◆ Teks Sumber:
┌────────
Jumat, 26 Desember 2025 saya mengikuti kegiatan Menginap Feminis yang secara independen diadakan di Kaliaget Organic Space, tempat main baru saya. Tulisan lain soal Kaliaget ini sudah saya tulis pada tulisan yang ini.
Acara Menginap Feminis sejatinya merupakan acara sederhana yang rundown-nya juga gak terikat. Rangkaian acaranya cukup simpel: kami berkumpul, menginap, berbagi ruang, dan berbagi cerita. Tentu saja sambil ngopi, minum teh, dan makan masakan Slebor dan Ceu Iyet (bukan Bustami) yang aduhai sedapnyo.
Berbeda dari acara-acara yang biasanya diadakan, acara yang penuh makna kali ini tidak ada panggung dan pembicaranya. Publikasinya pun sederhana saja.
Alasannya tentu saja sebab hidup ini sudah selaiknya merupakan panggung, dan setiap orang adalah pemeran dan layak berbicara dan layak juga didengar. Asyik~
Kami banyak berdiskusi feminisme sebagai laku hidup, dan pada momen bincang santai yang sebetulnya hampir setiap saat dilakukan inilah saya memiliki pandangan baru bahwa feminisme tidak hanya hadir untuk perempuan dan/atau satu gender saja.
Kegiatan ini diadakan pada 26 Desember sampai 28 Desember 2025. Meskipun saya tidak mengikuti seluruh rangkaian acara, tapi saya sudah cukup bahagia meskipun tidak memegang ponsel seharian.
Menginap Feminis dihadiri oleh saya, Adhis, Raisa, Vanka, Alvia, Mala, dan kawan-kawan Solidaritas Perempuan diantaranya Uwo, Teh Dema, dan Ni Yeni. Tak lupa Mbak Tati sebagai tuan rumah yang banyak memberikan fasilitas bermain game dan memoderatori obrolan-obrolan kami.
Hari Pertama
Karena saya datang terlambat, jadi sejujurnya saya gak tahu aktivitasnya apa saja sebelum magrib. Saya datang dari Subang setelah magrib, tepat saat teman-teman sedang menyantap masakan Slebor. Kami berkumpul di halaman rumah depan.
└────────
Butir dataset
┌────────
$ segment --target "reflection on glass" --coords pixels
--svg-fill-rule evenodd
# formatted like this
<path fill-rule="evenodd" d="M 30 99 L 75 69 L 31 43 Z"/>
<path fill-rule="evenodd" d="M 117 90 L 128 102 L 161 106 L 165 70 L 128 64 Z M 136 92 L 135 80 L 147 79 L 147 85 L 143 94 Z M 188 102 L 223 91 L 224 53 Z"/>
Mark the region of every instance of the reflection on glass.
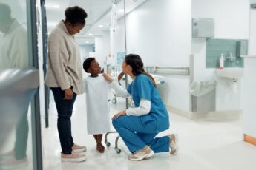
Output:
<path fill-rule="evenodd" d="M 27 23 L 27 16 L 22 16 L 27 13 L 24 4 L 26 0 L 0 1 L 0 169 L 33 169 L 30 143 L 27 147 L 27 87 L 22 91 L 22 85 L 4 86 L 19 78 L 18 69 L 30 67 L 27 25 L 21 24 Z"/>

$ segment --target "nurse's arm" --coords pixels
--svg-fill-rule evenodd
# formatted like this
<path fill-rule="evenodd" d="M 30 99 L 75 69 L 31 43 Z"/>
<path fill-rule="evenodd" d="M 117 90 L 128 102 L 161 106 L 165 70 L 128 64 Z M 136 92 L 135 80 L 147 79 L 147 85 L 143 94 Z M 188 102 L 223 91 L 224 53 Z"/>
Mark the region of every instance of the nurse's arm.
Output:
<path fill-rule="evenodd" d="M 122 88 L 116 81 L 113 81 L 111 82 L 111 87 L 114 89 L 116 92 L 122 98 L 127 98 L 131 95 L 127 89 Z"/>

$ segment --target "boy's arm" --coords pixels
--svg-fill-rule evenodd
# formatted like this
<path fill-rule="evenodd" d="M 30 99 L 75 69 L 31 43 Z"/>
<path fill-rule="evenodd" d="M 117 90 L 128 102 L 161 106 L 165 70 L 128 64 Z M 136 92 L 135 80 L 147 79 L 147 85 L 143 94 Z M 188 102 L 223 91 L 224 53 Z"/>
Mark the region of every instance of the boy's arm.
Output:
└────────
◆ Latihan:
A) Apakah setiap pernyataan berikut sesuai dengan teks tentang Menginap Feminis? (i) Acara tersebut memiliki panggung dan pembicara. (ii) Kegiatan itu berlangsung dari 26 sampai 28 Desember 2025. (iii) Penulis datang dari Subang setelah magrib.
B) Sunting bagian teks tentang Menginap Feminis antara "Kegiatan ini diadakan" dan "memegang ponsel seharian.", keduanya termasuk, dengan mengganti "ponsel" menjadi "gawai".
C) Sambung teks tentang Menginap Feminis mulai setelah kalimat terakhirnya.

◆ Kunci Jawaban:
A)
(i) Tidak: "acara yang penuh makna kali ini tidak ada panggung dan pembicaranya"
(ii) Ya: "Kegiatan ini diadakan pada 26 Desember sampai 28 Desember 2025."
(iii) Ya: "Saya datang dari Subang setelah magrib"

B)
Kegiatan ini diadakan pada 26 Desember sampai 28 Desember 2025. Meskipun saya tidak mengikuti seluruh rangkaian acara, tapi saya sudah cukup bahagia meskipun tidak memegang gawai seharian.

C)
Setelah makan bersama di halaman, kami menyaksikan penampilan puisi dari Mala dan Hendri, ditutup dengan tarian Topeng Kelana dari Mang Hasan.
Kami duduk melingkar, menyaksikan tubuh, suara, dan penampilan setiap peserta. Barulah setelah penampilan selesai, Mang Hasan sedikit bercerita (sambil masih capek dan sedikit nyengir). Mang Hasan bilang, Topeng Kelana dalam tradisi Topeng Cirebon yang menjadi favoritnya.
Seperti namanya, Kelana mengisahkan tentang manusia yang sedang tersesat dan berkelana, seperti juga hidup yang selalu seperti menjadi sebuah perjalanan panjang yang kita sendiri gak tahu “Di mana ujungya?” “Kapan nyampenya?”
Mang Hasan juga menambahkan, dalam tradisi cerita-cerita lama, sosok Kelana kerap disandingkan dengan figur Rahwana. Tokoh laki-laki yang selama ini lebih sering dibaca sebagai simbol kejahatan dan ambisi. Padahal, Rahwana juga hadir sebagai sosok yang mampu mencintai dengan kesungguhan, seperti pada saat menculik Sinta.
Di titik ini, Mang Hasan bilang kalau Rahwana memperlihatkan bahwa bahkan maskulinitas yang paling keras pun memiliki sisi kelembutan, kerentanan, dan luka yang mungkin saja tidak terlihat dan tidak pernah selesai.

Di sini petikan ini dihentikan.